= Written exercise 1 =
Answer these questions using the passage on crowd mentality:
(a) What percentage of the participants were told to walk a particular path?
(b) Which university is Professor Jens Krausse from?
(c) What share of the companies in the railway business had gone bankrupt?
= Written exercise 2 =
Pick up the passage on crowd mentality after its last sentence and keep writing it.

— begin Text segment —

We copy our neighbours even in mundane tasks.
Professor Jens Krausse of Leeds University and his colleagues gathered a bunch of people in a big hall. And instructed them all to walk randomly inside the hall. But Krausse gave explicit instructions to walk a very particular path to only 5% of the participants.

And guess what happened?
The other 95% of people who were asked to walk randomly – copied and followed the 5% and everyone walked in the same path! This thoughtless copying causes all the problems. People jump in the bandwagon without realising why they are joining. As soon as they become part of the crowd, they think and act by what the crowd is doing.
Everyone in the group follows each other. There is no one to lead the crowd and everybody is leading everyone else.

This crowd mentality is causing problems in business too.
As we discussed in the beginning, we talked about the transcontinental railroad in the USA. And we discussed that the half the companies working in the railway business had gone bankrupt? The question is “Why were so many companies going bankrupt when the whole railway industry was growing like crazy?” This herd mentality of following the crowd causes all the mismatch between productivity and economy. 

Technically, the economy should grow as our productivity improves.

— end Text segment —
— begin Dataset entries —

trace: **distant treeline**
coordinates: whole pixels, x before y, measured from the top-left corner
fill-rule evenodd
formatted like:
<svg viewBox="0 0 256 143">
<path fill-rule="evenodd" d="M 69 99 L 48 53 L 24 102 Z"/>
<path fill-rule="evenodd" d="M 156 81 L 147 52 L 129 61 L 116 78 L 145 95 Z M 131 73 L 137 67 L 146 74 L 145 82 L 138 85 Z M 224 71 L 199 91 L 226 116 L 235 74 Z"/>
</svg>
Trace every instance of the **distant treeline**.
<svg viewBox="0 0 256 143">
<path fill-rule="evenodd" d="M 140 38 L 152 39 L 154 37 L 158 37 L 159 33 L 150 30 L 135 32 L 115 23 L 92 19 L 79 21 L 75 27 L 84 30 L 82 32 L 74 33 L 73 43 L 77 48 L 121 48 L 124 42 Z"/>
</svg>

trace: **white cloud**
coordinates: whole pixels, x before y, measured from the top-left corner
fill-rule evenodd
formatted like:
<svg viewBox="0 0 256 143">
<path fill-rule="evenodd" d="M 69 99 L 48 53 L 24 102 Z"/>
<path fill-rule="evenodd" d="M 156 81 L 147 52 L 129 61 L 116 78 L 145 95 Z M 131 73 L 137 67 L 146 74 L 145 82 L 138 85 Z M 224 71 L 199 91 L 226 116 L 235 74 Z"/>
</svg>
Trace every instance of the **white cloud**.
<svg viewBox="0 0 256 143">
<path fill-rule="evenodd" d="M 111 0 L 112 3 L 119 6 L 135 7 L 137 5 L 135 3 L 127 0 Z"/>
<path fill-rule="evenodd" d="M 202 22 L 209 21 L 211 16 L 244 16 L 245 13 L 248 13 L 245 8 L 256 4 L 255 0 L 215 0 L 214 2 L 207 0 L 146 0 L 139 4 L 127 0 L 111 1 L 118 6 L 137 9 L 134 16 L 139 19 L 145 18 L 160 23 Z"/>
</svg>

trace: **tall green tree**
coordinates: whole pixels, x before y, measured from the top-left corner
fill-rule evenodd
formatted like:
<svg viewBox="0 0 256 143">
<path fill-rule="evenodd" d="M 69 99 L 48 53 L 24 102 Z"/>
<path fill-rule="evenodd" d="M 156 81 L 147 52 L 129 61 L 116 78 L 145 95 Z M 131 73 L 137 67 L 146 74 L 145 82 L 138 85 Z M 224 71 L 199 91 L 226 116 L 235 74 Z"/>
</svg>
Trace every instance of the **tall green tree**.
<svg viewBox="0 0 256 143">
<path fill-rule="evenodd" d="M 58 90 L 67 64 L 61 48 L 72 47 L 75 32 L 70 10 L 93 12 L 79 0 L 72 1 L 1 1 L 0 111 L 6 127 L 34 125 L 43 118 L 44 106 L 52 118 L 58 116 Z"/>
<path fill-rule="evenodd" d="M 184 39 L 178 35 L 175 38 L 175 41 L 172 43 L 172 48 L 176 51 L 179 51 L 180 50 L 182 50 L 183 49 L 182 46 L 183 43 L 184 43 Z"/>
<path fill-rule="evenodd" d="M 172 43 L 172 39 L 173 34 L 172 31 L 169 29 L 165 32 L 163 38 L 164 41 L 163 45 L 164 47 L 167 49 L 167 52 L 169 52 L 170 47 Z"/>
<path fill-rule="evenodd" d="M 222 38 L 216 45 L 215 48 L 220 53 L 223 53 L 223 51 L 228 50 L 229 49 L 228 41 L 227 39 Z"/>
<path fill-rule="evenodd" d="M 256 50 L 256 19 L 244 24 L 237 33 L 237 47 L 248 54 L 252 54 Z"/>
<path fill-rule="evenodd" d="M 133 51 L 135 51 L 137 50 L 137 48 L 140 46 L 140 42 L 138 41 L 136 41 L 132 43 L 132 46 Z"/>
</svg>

— end Dataset entries —

= Exercise result 1 =
(a) 5%
(b) Leeds University
(c) Half

= Exercise result 2 =
When trains improve trade, people who build trains and tracks should prosper. But we humans copy till things reach their breaking point. We stretch things too far and too fast. The herd mentality leads to irrational actions. People build a lot more train tracks very close to each other than demand justifies. It led to multiple bankruptcies! So, don’t follow the crowd because they don’t know who is leading and everybody follows each other illogically and take silly actions. But what should we do instead?

We probably all have MCB installed in our house.
MCB means Miniature Circuit Breaker. A circuit breaker is an automatically operated electrical switch. They switch off automatically when excess current passes through the circuit. It saves from an overload or short circuit. Its basic function is to interrupt current flow after a fault is detected.

We lack the circuit breaker. We also need a switch like this.
When we are thinking like a crowd, it’s a never-ending cycle. We have been programmed to follow what others are doing. When we do something different, we get laughed at or maybe get bullied. When we want to stand out of the crowd, the crowd pulls us back in. 

We need to do something extra to get out of the crowd.
People who are part of the crowd believe that He who is not with us is against us. He who is not like us is our enemy. By being part of the crowd, we start believing the same. We need to get out of this belief.

Did you know that the most successful stock investor in the world does not stay anywhere close to Wall Street?
Warren Buffet is known as the most successful stock investor in the world. Surprisingly, he doesn’t live near Wall street or anywhere close to New York. Warren Buffett realized that he is getting influenced by what the other stockbrokers are speculating on constantly. So, he moved from New York to Omaha, Nebraska. By insulating himself from the crowd, he made better decisions.

That’s the easy way of escaping the herd: change your environment.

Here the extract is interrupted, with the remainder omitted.